▸ **DOCUMENT TEXT**:
=== Section Start ===

1 c dry quinoa (3 cups cooked)
1 bunch Tuscan kale (also Lacinato kale, dinosaur kale or cavolo nero)
1 (15oz) can chickpeas
1/4 c finely chopped shallot, red or green onion
1 bell pepper
1/4 c olive oil
1/3 c apple cider vinegar
1 Tbls Dijon mustard
1 pinch curry powder, to taste
1 garlic clove peeled & grated
1/2 tsp salt & pepper, to taste
Optional add-ins: Parmesan cheese, chopped almonds or other nuts, dried cherries, cranberries or raisins, chopped apples, chopped cucumber, etc.
Step 1 Make quinoa in advance. If serving immediately, bring the quinoa to room temperature by spreading it in a single layer on a baking sheet and freeze it for 2 to 3 minutes until it cools.
Step 2 Chop the kale. Sprinkle the kale with 1 pinch kosher salt. Coat your hands with a few drops of olive oil and massage the kale leaves for 2 to 3 minutes until all pieces are tender.
Step 3 Finely chop the onion or shallot. Dice the pepper. Peel and dice the carrots.
Step 4 In a medium bowl, whisk together the olive oil, apple cider vinegar, Dijon mustard, curry powder, and grated garlic.

=== Section End ===

Point localization data:

=== Section Start ===

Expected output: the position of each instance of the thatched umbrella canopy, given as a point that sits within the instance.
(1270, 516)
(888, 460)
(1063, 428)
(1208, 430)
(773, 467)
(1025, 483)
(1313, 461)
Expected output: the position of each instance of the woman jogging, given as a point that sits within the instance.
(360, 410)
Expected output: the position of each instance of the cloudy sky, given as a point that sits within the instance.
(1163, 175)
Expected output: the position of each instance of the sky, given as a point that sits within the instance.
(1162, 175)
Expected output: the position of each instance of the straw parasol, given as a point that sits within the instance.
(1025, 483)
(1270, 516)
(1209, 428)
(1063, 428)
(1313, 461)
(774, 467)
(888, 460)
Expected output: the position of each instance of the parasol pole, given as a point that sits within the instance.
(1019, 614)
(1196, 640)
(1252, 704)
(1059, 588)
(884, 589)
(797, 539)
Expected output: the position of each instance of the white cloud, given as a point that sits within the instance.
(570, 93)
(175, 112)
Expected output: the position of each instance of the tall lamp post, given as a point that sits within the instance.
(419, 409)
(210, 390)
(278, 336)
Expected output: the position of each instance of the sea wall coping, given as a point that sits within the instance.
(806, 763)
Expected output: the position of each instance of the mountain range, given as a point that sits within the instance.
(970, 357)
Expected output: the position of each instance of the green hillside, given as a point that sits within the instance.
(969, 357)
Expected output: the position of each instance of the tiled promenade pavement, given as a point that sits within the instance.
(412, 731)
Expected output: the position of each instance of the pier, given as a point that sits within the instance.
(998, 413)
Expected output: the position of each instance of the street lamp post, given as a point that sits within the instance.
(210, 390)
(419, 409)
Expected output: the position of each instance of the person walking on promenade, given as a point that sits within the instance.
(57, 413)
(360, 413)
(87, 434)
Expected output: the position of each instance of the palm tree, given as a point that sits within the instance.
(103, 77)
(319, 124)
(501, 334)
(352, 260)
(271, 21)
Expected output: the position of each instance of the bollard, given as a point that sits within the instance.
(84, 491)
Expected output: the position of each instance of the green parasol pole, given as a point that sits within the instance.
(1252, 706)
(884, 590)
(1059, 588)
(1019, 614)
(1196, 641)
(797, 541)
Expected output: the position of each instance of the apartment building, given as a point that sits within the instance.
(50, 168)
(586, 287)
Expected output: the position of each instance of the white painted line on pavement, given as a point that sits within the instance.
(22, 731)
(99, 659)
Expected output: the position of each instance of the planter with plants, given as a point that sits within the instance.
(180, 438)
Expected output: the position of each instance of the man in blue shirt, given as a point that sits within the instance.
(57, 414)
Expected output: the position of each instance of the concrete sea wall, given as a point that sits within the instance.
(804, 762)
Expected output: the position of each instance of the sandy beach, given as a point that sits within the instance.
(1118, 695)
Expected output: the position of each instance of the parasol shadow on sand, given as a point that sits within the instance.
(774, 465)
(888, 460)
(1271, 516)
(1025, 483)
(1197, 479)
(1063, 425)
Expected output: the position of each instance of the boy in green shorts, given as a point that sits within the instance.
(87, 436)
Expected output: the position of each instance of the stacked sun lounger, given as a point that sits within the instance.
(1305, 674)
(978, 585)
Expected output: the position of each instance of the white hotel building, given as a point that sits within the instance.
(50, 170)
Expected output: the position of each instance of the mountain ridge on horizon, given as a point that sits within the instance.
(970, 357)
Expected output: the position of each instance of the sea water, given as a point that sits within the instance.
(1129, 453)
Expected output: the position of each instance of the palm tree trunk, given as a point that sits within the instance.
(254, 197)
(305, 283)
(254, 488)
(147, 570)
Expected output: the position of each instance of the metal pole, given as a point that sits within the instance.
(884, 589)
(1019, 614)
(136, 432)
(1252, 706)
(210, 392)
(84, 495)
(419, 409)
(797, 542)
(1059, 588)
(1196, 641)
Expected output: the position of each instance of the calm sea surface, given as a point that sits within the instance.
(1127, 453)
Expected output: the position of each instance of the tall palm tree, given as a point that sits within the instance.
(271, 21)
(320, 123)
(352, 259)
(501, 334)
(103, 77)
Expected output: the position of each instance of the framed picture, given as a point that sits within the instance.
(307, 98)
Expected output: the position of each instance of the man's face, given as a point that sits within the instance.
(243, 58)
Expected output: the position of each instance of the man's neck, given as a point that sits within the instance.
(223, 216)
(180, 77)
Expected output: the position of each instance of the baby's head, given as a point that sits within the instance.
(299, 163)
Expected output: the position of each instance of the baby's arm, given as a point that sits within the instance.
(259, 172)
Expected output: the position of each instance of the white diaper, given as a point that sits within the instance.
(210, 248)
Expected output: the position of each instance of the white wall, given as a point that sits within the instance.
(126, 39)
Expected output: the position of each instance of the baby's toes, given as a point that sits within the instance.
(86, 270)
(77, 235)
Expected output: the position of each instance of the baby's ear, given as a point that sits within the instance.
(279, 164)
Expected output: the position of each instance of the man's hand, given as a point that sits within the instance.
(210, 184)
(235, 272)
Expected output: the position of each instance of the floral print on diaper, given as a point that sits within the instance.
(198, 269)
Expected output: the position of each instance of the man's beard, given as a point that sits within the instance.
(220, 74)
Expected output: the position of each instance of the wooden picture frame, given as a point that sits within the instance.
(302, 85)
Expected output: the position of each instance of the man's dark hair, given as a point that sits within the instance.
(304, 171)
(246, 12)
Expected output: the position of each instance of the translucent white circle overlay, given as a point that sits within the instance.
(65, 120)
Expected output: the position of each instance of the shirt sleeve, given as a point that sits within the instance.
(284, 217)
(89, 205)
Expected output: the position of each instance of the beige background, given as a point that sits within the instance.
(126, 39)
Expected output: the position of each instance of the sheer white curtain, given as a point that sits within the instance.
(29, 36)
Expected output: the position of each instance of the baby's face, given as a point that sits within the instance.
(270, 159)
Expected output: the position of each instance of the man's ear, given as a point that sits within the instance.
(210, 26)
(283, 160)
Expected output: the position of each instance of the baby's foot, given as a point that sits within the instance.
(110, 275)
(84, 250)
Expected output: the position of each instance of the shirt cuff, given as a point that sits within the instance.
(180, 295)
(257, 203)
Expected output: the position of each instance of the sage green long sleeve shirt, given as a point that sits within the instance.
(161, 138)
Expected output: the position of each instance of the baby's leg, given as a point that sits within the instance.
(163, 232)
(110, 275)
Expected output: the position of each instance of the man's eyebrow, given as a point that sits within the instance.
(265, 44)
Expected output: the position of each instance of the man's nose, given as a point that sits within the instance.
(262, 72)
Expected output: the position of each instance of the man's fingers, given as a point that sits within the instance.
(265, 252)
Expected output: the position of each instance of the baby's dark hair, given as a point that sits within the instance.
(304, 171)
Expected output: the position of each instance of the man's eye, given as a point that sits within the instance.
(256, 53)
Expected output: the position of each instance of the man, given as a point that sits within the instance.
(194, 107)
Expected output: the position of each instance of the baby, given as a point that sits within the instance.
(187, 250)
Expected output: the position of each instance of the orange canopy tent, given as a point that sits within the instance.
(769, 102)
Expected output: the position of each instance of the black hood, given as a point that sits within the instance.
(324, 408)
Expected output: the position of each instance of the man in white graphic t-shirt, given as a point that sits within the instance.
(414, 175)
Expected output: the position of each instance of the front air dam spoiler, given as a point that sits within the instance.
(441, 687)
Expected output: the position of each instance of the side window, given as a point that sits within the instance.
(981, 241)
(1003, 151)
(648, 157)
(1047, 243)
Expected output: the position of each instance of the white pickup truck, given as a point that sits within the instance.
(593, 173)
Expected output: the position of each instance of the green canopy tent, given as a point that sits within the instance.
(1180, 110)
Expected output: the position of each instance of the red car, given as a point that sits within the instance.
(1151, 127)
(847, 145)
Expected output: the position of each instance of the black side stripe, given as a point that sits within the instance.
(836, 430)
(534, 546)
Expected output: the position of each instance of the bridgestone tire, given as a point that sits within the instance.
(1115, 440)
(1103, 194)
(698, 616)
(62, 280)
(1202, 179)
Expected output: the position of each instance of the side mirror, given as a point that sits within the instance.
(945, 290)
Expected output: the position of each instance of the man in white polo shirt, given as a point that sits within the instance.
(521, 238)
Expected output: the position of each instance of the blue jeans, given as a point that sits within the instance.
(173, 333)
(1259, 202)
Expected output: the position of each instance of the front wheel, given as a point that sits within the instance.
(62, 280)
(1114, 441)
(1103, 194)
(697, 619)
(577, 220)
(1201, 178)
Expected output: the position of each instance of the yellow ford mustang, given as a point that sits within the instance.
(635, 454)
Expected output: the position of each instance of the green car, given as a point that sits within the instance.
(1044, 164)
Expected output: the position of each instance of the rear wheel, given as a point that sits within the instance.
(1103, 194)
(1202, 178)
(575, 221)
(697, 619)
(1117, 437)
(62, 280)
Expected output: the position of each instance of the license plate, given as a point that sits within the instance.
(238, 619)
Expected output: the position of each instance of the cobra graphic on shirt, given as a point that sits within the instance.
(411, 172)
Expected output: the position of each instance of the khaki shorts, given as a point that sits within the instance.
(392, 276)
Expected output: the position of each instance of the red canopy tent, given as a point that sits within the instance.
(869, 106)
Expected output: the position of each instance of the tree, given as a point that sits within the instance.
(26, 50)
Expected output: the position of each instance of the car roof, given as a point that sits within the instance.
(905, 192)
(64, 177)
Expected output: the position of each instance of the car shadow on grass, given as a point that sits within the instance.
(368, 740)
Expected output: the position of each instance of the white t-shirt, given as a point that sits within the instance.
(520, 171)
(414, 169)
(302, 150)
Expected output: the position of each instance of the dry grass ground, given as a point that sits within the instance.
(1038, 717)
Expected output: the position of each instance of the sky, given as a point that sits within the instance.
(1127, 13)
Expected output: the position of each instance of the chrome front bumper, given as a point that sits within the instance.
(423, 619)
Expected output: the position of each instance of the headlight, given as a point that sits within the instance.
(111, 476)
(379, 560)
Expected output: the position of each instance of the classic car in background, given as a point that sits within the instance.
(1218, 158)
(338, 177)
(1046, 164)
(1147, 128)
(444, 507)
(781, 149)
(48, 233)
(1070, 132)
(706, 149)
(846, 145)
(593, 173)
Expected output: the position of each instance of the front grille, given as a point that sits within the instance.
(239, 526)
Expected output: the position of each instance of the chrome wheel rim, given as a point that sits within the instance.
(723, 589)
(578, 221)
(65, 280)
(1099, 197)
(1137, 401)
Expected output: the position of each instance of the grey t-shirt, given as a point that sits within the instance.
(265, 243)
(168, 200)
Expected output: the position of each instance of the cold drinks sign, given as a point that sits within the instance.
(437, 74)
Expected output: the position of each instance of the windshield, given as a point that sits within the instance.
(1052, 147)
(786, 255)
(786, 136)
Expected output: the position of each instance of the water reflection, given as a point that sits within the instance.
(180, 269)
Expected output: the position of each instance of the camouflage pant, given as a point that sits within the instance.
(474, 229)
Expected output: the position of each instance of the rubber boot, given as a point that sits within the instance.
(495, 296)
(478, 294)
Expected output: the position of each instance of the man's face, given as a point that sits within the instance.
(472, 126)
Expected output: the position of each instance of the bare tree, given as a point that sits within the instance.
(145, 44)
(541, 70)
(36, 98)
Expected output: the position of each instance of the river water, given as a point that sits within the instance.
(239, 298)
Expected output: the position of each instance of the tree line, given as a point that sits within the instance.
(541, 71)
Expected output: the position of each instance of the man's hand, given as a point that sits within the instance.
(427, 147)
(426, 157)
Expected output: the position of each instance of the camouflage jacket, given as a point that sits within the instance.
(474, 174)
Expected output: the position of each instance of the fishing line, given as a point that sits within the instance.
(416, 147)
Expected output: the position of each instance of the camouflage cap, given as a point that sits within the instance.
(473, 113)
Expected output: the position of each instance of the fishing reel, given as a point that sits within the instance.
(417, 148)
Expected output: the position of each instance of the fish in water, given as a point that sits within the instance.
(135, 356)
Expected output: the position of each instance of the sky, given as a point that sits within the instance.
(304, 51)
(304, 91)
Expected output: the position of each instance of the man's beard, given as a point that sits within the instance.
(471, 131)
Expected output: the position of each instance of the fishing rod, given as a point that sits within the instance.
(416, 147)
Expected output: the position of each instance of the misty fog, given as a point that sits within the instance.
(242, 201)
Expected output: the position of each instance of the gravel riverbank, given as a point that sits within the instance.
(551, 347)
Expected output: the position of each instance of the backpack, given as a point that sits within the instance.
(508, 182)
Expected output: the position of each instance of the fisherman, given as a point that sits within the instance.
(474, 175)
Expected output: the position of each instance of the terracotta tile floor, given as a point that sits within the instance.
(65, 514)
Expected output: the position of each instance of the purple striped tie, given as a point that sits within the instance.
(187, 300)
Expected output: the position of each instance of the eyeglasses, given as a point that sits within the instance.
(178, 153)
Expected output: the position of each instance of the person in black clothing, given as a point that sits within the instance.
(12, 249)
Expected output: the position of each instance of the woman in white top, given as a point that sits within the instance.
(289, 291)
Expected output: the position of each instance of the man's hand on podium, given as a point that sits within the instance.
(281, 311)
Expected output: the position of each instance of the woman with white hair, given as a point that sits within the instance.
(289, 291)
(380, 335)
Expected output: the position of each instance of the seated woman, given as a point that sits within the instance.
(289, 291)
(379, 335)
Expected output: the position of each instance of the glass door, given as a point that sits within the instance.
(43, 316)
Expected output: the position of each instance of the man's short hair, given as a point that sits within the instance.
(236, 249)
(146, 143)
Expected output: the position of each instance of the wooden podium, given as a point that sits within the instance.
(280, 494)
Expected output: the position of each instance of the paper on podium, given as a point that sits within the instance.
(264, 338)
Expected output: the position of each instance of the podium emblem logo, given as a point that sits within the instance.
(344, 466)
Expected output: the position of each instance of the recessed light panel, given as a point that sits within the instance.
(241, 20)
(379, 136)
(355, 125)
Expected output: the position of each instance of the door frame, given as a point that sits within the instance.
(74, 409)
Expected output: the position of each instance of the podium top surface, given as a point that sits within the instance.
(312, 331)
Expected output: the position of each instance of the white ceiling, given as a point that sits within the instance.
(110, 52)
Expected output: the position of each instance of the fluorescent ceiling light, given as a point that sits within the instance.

=== Section End ===

▸ **ACTIVITY 1**: Translate this sentence from the recipe into Spanish: "Coat your hands with a few drops of olive oil and massage the kale leaves for 2 to 3 minutes until all pieces are tender."
▸ **ACTIVITY 2**: From the recipe, copy out the text between "Step 1 Make" and "pieces are tender.", inclusive.

▸ **OUTPUT 1**: Úntate las manos con unas gotas de aceite de oliva y masajea las hojas de kale durante 2 a 3 minutos, hasta que todos los trozos estén tiernos.

▸ **OUTPUT 2**:
Step 1 Make quinoa in advance. If serving immediately, bring the quinoa to room temperature by spreading it in a single layer on a baking sheet and freeze it for 2 to 3 minutes until it cools.
Step 2 Chop the kale. Sprinkle the kale with 1 pinch kosher salt. Coat your hands with a few drops of olive oil and massage the kale leaves for 2 to 3 minutes until all pieces are tender.